Task statement
Set down the line that has "of the tree" and each line beneath it, through the last line of the entries, exactly and with no others.

[[ Supplied records open ]]

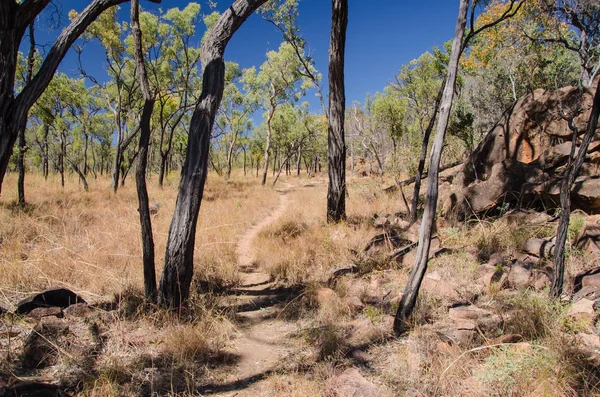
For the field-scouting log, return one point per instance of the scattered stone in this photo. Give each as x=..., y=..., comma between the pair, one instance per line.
x=41, y=345
x=324, y=295
x=351, y=383
x=508, y=338
x=40, y=312
x=33, y=389
x=591, y=293
x=465, y=336
x=539, y=247
x=540, y=280
x=583, y=310
x=464, y=313
x=588, y=238
x=592, y=341
x=354, y=303
x=60, y=297
x=435, y=286
x=519, y=276
x=591, y=281
x=78, y=310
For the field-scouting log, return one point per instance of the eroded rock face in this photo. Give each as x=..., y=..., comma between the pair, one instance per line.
x=521, y=161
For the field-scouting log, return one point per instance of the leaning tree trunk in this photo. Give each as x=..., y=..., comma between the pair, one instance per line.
x=417, y=273
x=268, y=144
x=573, y=168
x=140, y=172
x=179, y=255
x=14, y=19
x=423, y=156
x=22, y=142
x=336, y=191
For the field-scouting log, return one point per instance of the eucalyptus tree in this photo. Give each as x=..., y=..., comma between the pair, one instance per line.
x=336, y=154
x=234, y=113
x=460, y=42
x=179, y=256
x=15, y=17
x=417, y=83
x=121, y=94
x=278, y=81
x=172, y=64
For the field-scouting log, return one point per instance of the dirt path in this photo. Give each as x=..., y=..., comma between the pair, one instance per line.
x=263, y=337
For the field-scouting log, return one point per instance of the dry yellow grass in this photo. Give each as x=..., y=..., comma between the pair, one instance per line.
x=90, y=241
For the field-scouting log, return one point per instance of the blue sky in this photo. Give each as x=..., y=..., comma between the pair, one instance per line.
x=382, y=36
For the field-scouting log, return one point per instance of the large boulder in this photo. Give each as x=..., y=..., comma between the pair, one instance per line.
x=521, y=161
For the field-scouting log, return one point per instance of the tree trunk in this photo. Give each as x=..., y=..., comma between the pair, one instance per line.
x=14, y=19
x=179, y=256
x=63, y=150
x=267, y=146
x=423, y=156
x=419, y=268
x=140, y=172
x=336, y=191
x=573, y=168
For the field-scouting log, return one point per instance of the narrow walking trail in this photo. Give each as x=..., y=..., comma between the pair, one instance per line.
x=263, y=340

[[ Supplied records closed ]]

Output for this task
For the field-scouting log, return one point per instance of the tree trunk in this photo. Give each as x=..., y=..., comma between the pair, one instance per line.
x=14, y=19
x=179, y=256
x=63, y=150
x=267, y=146
x=423, y=156
x=419, y=268
x=140, y=172
x=336, y=191
x=573, y=168
For the field-scouting log, return one point per instance of the narrow walking trail in this photo. Give each as x=..., y=..., comma between the pair, one instance per line.
x=263, y=340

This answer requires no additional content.